**Consignes**
• A. Pour chacune des affirmations suivantes, indiquez par oui ou par non si elle concorde avec le texte sur Sheikh Jarrah, en citant mot pour mot le passage qui tranche : (i) en 2009, 53 personnes, dont 20 enfants, ont été expulsées de leur maison ; (ii) le mur qui coupe la ville de la Cisjordanie mesure dix mètres de haut ; (iii) huit autres familles du quartier devraient subir le même sort dans le courant de l'année.
• B. Poursuivez le texte sur Sheikh Jarrah à partir de sa dernière phrase.

Publié le Lundi 10 mai 2021 à 11h51.

« À Sheikh Jarrah, une nouvelle génération palestinienne refuse d’abandonner ses droits »

Depuis plusieurs jours, Jérusalem est le théâtre d’un nouvel épisode de violente répression israélienne contre des PalestinienEs se mobilisant pour défendre leurs droits élémentaires : ici, celui de continuer à vivre sur leurs terres. Le NPA est bien évidemment solidaire des PalestinienEs mobilisés face à l’entreprise coloniale israélienne. Nous publions un texte du militant palestinien Faris Amer, initialement mis en ligne sur le site Mondoweiss.

Quatre familles palestiniennes protestent sans relâche contre leur expulsion forcée imminente de leurs maisons dans le quartier de Sheikh Jarrah à Jérusalem-Est — des maisons où elles vivent depuis des décennies. Si la Cour suprême israélienne se prononce en faveur des colons israéliens, et si la requête que les familles ont déposée auprès de la Cour suprême est rejetée, la propriété des maisons sera confiée à une organisation de colons1. Huit autres familles du quartier devraient connaître le même sort dans le courant de l'année. Les protestations des familles ont déclenché une vaste campagne pour sauver le quartier. 

Une partie intégrante de l'identité historique de Jérusalem 

En raison de son emplacement stratégique et central à Jérusalem, le quartier de Sheikh Jarrah n'est pas une cible nouvelle des activités des organisations de colons. En 2009, la police israélienne a déraciné deux familles de Sheikh Jarrah. Au total, 53 personnes, dont 20 enfants, ont alors été expulsées de leur maison, tandis que leurs affaires étaient chargées dans un camion et ensuite jetées dans la rue près du siège de l'UNRWA.

La question de Sheikh Jarrah fait partie intégrante de la question de Jérusalem — une ville divisée par la guerre qui a accompagné la création d'Israël en 1948. Sa partie occidentale a été conquise par Israël, tandis que la partie orientale est passée sous contrôle jordanien. Après la guerre de 1967, Israël a occupé le reste de la ville. Cela fait 53 ans d'occupation. Israël continue de modifier sans relâche le visage de Jérusalem, toujours au détriment de l'existence des autochtones palestiniens. Israël a annexé unilatéralement la partie orientale occupée. Israël a, à ce jour, exproprié les Palestiniens de près d'un tiers des terres de Jérusalem-Est et y a construit 11 quartiers réservés aux Juifs. Les autorités israéliennes ont révoqué le statut de résident permanent d'au moins 14 701 Palestiniens de Jérusalem-Est, facilité l'installation de plus de 200 000 de ses habitants civils à Jérusalem-Est, et coupé la ville de la Cisjordanie occupée, à laquelle elle était historiquement très étroitement liée, au moyen des colonies et d’un mur de béton de huit mètres de haut. Tout cela a été fait en violation du droit international.

De nature coloniale, la judaïsation des terres situées entre le Jourdain et la Méditerranée s'est nourrie du nettoyage ethnique des Palestiniens. L'expulsion de familles palestiniennes de Sheikh Jarrah en est un exemple. Jérusalem est en effet l’otage des projets israéliens de judaïsation du territoire.

(Enregistrements d'annotation de détection)
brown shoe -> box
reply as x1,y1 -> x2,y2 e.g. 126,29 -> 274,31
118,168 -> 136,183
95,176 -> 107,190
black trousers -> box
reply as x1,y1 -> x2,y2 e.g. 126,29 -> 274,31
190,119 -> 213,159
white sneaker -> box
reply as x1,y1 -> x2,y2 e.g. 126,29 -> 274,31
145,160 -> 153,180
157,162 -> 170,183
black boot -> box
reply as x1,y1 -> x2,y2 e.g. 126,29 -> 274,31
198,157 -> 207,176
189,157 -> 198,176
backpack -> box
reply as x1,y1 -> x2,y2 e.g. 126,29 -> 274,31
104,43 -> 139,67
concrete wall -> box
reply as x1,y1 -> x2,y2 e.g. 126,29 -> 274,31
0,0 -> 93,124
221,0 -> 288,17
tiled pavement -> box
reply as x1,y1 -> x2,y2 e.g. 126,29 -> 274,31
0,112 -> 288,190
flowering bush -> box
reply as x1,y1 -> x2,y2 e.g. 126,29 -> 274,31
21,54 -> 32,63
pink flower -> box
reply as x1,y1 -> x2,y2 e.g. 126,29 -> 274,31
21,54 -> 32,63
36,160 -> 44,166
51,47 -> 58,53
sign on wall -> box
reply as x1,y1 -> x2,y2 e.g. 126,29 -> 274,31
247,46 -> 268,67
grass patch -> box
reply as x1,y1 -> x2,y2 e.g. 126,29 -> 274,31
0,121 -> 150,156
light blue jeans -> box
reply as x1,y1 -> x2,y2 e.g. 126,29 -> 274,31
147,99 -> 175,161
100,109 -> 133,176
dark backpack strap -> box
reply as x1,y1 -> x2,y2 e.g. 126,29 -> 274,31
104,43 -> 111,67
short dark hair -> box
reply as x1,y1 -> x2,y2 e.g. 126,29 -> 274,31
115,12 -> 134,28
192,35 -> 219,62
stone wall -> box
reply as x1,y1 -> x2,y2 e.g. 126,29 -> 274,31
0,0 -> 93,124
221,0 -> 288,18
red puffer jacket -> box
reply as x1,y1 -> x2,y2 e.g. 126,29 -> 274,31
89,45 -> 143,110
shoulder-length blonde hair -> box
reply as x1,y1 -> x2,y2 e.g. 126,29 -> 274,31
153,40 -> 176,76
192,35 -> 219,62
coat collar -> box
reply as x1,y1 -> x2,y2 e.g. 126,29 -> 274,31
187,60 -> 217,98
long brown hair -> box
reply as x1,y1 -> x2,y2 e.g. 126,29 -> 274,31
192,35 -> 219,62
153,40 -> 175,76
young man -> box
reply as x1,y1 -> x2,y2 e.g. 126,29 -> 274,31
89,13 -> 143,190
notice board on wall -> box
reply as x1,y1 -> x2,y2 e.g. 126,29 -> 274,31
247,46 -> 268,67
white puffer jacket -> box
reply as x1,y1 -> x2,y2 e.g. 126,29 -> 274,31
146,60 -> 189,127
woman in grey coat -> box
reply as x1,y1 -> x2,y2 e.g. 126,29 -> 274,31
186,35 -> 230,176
---
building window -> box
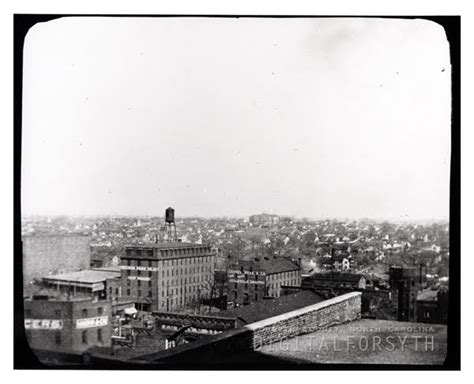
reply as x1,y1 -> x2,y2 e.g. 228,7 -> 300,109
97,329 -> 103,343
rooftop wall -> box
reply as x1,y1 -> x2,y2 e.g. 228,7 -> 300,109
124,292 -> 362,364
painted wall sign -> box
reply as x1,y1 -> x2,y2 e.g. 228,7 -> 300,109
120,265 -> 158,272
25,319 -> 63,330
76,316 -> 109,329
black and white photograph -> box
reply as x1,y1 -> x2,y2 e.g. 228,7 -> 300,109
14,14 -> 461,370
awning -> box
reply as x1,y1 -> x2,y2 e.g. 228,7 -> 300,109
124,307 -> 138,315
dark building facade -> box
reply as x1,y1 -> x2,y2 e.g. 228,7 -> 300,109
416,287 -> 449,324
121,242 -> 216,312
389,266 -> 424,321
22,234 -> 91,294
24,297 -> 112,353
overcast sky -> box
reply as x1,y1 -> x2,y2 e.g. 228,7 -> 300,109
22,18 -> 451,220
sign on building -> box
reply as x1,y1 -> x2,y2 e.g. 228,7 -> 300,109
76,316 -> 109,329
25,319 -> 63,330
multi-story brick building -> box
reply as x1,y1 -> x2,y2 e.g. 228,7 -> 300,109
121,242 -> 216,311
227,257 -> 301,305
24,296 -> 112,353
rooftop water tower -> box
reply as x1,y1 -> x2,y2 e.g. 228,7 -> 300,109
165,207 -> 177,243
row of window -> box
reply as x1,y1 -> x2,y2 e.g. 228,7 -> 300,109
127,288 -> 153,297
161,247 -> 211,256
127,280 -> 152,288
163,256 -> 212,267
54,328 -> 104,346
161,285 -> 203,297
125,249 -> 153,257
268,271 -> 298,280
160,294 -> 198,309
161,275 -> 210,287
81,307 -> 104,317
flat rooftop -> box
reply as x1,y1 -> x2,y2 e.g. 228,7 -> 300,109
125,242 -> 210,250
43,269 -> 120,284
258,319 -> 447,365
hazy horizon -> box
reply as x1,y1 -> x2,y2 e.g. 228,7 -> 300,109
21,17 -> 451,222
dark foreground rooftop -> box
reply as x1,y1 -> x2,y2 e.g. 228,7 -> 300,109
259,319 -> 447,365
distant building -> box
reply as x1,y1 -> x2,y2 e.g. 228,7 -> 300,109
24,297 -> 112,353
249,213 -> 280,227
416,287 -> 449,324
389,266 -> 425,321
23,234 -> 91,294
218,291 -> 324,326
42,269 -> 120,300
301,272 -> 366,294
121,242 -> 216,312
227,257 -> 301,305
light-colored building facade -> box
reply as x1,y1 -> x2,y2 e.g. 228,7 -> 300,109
---
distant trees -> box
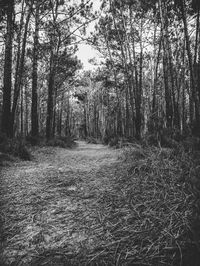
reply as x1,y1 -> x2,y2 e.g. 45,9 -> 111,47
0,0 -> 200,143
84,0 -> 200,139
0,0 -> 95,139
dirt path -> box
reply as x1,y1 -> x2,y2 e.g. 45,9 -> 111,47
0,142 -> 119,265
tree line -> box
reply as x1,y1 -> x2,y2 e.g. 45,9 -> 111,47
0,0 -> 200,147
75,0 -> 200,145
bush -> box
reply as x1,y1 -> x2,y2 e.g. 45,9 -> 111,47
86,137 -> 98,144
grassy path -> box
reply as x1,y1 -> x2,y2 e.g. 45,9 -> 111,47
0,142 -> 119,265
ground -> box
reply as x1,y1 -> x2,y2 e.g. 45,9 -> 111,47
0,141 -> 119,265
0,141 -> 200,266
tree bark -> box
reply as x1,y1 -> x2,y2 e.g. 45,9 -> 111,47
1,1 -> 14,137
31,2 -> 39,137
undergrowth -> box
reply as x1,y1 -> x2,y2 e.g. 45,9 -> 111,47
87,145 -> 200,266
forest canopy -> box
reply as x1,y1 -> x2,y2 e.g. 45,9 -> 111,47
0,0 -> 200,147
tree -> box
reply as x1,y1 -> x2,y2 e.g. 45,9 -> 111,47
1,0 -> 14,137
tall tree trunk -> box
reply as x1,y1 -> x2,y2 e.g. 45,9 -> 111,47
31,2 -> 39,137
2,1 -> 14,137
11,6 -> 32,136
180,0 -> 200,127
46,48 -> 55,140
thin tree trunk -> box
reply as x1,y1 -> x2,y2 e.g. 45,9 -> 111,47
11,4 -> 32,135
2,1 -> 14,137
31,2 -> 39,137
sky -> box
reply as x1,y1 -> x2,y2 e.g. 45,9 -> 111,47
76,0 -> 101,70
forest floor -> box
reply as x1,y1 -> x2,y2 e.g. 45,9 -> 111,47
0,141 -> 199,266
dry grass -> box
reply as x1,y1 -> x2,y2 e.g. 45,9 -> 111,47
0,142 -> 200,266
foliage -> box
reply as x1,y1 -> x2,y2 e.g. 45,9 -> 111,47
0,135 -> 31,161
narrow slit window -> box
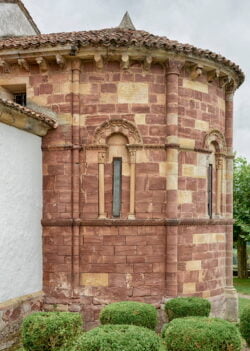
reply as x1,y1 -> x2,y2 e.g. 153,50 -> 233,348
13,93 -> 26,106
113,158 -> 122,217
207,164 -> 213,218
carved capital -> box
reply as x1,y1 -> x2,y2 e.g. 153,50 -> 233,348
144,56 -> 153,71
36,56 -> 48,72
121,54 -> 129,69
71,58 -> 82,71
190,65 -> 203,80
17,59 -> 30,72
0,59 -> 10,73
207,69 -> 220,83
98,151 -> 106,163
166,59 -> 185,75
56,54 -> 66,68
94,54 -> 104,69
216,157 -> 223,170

**Réponses aux consignes**
• A.
(i) Oui : « Au total, 53 personnes, dont 20 enfants, ont alors été expulsées de leur maison »
(ii) Non : « un mur de béton de huit mètres de haut »
(iii) Oui : « Huit autres familles du quartier devraient connaître le même sort dans le courant de l'année. »

• B.
La campagne pour Sheikh Jarrah prend de l'ampleur

Une nouvelle génération de Palestiniens mène la lutte pour Sheikh Jarrah. Elle est jeune, intransigeante et, grâce aux réseaux sociaux, plus connectée que jamais. Elle en a assez des dirigeants palestiniens vieillissants, mais n'a jamais eu l'occasion de voter. Les frères et sœurs Muna et Mohammed El Kurd, dont la famille fait partie de celles qui risquent d'être expulsées, ont été deux des nombreuses forces vives qui ont efficacement défendu leur cause par le biais des médias traditionnels et des réseaux sociaux. « Nos maisons à Sheikh Jarrah sont vos maisons. Soyez sûrs que si Sheikh Jarrah est contrôlé [par les colons israéliens], le reste de Jérusalem suivra », a déclaré Muna dans une interview. Son frère, Mohammed, explique : « Je veux pouvoir regarder en arrière et dire : "Si nous avons été jetés dans la rue, nous l'avons été avec notre dignité" ».

La Jérusalem palestinienne s’exprime, haut et fort. La semaine dernière, des milliers de Palestiniens, jeunes pour la plupart, ont manifesté dans le quartier et dans le reste de Jérusalem, notamment à la mosquée al-Aqsa. Ces protestations ont été confrontées à une répression croissante, la police israélienne ayant utilisé des grenades assourdissantes, des canons à eau et de « l'eau de putois »2. Les manifestants ont été brutalisés et des dizaines d'entre eux ont été arrêtés.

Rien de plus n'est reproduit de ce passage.